- DATA FOR THIS TASK
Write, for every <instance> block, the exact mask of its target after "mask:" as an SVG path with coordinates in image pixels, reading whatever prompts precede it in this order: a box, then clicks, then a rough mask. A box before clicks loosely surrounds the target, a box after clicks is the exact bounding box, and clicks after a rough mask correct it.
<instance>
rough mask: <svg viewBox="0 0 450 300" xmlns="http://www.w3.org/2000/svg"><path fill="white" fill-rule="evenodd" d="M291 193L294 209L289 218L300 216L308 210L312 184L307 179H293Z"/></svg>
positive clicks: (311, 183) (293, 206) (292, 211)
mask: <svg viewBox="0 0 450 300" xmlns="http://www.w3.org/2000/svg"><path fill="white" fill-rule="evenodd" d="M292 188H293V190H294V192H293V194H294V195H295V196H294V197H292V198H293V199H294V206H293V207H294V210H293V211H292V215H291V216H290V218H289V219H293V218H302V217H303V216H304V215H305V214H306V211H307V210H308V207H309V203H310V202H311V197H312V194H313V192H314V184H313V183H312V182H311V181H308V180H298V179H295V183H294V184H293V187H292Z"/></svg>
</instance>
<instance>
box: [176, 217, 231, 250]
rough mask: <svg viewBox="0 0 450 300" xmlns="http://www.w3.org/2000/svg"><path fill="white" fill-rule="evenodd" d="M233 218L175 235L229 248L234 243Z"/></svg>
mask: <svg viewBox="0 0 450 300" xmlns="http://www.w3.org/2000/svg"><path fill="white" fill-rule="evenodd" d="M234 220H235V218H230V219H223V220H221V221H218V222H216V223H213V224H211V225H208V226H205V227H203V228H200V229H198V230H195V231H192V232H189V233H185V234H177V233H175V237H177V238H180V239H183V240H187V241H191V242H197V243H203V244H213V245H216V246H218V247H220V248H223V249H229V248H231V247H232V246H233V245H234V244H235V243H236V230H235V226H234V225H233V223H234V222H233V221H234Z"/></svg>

- EXERCISE AIM
From the data above, copy every line where "instance" appears.

- WRITTEN RESPONSE
Write, for every <instance> block, the exact mask of its target after "mask:" as an SVG path with coordinates in image pixels, reading whatever prompts precede it in this order: a box, then clicks, then a rough mask. A box before clicks loosely surrounds the target, a box after clicks is the exact bounding box, and clicks after a rough mask correct it.
<instance>
</instance>
<instance>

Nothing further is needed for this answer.